Records for the exercise>
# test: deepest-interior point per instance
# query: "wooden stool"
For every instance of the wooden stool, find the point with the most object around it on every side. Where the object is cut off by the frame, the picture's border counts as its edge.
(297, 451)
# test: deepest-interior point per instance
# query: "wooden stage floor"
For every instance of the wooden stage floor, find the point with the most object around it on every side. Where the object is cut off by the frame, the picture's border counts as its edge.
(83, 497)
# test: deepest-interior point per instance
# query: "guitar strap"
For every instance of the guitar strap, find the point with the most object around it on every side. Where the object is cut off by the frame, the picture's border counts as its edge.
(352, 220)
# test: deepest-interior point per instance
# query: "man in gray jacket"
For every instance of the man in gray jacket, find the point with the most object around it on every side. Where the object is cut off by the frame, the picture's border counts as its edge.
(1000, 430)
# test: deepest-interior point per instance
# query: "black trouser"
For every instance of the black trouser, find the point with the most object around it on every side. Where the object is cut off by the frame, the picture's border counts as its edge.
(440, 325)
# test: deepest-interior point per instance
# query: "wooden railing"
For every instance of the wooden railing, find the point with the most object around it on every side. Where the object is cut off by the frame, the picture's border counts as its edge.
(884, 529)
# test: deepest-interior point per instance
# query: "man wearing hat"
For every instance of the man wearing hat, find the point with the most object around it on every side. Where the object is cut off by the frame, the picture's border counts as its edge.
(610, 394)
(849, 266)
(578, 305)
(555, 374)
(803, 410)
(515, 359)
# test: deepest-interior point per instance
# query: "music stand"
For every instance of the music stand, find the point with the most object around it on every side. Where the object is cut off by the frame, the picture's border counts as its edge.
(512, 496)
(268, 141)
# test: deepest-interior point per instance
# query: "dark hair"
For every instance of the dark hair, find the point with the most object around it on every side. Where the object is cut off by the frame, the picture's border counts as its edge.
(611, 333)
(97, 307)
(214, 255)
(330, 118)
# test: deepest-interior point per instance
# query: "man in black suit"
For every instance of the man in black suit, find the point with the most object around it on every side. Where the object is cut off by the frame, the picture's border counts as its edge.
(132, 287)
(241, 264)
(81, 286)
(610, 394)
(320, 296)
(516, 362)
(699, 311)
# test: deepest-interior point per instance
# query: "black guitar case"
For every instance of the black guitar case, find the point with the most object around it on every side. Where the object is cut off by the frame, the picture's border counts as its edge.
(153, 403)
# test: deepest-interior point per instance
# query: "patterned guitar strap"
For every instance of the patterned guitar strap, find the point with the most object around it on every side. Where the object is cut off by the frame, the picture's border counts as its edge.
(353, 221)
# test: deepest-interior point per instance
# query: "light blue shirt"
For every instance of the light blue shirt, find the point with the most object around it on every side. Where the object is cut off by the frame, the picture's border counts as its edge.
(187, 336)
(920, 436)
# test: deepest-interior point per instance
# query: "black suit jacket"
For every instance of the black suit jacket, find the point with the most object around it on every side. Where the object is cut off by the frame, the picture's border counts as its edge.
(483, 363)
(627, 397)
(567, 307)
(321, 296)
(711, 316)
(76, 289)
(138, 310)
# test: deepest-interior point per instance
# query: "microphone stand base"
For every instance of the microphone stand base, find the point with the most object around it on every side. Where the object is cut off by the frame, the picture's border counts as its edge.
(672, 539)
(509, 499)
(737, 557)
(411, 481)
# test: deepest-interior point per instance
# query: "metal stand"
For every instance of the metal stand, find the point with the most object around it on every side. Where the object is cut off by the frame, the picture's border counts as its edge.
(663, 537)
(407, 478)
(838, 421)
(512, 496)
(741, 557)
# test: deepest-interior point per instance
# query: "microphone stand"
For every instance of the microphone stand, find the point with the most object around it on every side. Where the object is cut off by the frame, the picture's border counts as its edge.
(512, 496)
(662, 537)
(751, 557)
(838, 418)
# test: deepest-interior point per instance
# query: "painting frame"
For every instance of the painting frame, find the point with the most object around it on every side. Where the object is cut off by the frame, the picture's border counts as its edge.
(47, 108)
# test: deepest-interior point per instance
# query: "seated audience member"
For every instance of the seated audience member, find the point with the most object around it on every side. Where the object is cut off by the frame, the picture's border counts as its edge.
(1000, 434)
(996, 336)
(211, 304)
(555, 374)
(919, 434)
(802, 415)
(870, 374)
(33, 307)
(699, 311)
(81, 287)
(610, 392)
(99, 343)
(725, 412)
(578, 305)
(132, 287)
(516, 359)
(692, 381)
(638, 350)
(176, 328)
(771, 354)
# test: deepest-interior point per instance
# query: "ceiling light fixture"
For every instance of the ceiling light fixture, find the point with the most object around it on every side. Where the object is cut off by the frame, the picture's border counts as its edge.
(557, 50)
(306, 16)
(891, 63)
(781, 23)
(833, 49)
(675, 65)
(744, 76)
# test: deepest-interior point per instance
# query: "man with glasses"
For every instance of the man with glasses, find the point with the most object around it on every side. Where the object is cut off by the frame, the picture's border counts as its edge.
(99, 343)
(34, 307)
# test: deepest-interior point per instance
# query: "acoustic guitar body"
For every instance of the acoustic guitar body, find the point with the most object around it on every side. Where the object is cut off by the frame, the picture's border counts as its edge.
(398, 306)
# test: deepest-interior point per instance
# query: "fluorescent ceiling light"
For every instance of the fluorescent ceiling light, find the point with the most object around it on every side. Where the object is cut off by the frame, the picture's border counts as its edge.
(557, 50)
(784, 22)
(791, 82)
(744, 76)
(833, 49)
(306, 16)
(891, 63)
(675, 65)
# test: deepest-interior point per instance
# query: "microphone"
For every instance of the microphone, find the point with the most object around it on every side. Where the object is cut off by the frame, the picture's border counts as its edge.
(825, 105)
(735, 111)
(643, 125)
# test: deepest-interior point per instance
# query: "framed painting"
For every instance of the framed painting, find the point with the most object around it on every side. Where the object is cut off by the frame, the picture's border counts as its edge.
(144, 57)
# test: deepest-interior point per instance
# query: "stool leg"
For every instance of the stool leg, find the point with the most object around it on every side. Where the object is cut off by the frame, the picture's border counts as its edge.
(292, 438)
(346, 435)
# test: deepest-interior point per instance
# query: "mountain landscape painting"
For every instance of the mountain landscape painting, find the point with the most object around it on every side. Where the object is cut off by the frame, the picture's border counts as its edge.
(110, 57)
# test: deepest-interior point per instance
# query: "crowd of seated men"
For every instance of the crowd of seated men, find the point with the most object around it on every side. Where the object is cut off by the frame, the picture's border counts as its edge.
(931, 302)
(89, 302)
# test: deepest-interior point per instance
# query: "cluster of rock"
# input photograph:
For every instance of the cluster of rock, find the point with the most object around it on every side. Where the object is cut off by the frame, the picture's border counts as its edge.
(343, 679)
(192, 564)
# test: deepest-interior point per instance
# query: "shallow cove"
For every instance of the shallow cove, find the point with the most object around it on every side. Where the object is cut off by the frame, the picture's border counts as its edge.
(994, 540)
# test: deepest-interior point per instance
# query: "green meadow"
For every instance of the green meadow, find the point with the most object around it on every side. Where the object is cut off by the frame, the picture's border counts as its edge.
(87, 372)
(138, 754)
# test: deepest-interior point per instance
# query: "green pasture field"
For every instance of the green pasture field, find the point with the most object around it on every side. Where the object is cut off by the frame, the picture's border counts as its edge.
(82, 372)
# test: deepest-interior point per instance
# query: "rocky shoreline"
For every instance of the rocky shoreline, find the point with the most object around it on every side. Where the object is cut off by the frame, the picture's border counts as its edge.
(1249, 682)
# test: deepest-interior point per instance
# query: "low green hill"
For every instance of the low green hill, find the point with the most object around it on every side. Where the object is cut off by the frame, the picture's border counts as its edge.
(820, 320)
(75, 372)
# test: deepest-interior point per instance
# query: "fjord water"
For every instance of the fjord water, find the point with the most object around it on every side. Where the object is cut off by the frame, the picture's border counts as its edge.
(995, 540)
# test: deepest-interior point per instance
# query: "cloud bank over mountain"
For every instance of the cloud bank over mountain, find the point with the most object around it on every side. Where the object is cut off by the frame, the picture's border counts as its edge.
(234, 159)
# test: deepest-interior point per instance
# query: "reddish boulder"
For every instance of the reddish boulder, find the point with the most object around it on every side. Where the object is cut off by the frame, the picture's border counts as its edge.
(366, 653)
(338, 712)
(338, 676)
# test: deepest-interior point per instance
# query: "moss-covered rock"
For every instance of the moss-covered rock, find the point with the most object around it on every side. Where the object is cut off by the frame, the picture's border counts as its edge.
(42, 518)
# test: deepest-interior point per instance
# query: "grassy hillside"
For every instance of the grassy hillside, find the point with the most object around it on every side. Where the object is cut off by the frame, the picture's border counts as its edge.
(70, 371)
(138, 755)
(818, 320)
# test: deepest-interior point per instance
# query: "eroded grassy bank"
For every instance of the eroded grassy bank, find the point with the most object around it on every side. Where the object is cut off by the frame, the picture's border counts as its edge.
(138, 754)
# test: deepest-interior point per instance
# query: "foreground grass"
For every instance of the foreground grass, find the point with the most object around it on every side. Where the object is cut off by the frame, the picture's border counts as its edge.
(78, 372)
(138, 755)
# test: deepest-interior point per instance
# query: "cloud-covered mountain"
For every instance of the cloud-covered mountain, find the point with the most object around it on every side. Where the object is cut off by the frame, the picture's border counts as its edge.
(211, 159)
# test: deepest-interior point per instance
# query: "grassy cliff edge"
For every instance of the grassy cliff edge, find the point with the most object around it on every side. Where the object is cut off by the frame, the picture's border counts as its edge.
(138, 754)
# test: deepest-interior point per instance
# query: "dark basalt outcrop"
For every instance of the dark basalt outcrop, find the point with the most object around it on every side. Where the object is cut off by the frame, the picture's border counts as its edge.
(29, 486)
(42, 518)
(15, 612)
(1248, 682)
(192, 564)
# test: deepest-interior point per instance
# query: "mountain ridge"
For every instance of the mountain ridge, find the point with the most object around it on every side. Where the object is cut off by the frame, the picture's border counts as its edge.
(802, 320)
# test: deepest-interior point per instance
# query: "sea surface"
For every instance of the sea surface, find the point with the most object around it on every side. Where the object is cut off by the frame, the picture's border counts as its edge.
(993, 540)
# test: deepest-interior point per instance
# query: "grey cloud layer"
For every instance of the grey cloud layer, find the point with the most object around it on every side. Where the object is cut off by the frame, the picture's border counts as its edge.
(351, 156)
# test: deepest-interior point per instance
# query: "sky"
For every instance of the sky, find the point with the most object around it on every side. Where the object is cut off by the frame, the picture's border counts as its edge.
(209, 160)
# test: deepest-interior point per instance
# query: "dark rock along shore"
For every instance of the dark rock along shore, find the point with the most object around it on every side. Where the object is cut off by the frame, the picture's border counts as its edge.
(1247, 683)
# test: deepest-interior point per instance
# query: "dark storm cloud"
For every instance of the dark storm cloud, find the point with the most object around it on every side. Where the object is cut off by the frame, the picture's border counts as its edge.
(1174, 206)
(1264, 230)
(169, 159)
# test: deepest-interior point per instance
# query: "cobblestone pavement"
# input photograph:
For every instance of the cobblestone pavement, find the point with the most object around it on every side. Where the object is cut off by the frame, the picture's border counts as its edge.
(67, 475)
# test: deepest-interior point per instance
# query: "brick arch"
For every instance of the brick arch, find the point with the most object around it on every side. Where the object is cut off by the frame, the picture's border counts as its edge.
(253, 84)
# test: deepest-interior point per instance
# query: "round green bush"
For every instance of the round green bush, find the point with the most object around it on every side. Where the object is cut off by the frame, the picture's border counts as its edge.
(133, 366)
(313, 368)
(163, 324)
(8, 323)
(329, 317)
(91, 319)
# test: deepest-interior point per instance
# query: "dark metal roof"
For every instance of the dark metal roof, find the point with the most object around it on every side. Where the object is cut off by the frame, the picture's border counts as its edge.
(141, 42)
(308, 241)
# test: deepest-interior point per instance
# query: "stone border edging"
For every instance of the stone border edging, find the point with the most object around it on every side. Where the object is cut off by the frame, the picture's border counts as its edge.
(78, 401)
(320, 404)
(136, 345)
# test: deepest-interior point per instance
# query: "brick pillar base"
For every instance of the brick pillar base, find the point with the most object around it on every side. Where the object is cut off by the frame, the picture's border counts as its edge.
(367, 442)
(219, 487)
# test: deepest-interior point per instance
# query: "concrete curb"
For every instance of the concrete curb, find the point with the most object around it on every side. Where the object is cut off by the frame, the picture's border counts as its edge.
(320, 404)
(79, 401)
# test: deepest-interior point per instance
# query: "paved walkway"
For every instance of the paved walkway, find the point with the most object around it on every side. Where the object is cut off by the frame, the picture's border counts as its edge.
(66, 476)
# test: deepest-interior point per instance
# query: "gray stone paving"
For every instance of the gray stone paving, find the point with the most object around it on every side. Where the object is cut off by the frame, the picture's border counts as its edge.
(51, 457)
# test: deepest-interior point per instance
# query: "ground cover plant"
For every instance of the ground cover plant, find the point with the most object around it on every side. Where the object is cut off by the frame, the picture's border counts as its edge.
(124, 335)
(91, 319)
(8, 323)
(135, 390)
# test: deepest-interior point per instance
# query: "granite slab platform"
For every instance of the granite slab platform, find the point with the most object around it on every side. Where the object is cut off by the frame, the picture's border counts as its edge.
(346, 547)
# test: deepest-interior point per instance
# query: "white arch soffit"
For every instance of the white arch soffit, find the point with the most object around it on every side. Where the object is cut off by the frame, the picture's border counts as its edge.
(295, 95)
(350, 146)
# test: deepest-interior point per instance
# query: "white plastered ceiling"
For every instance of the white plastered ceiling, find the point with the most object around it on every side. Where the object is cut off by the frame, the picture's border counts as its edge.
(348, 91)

Exercise instructions>
Please return each line from the listing above that contains the word "concrete", matching case exactly.

Answer>
# query: "concrete curb"
For every instance of the concrete curb, find the point with the most object around it on every side. Where the object is cut off by the frame, the picture's border counts as its edge.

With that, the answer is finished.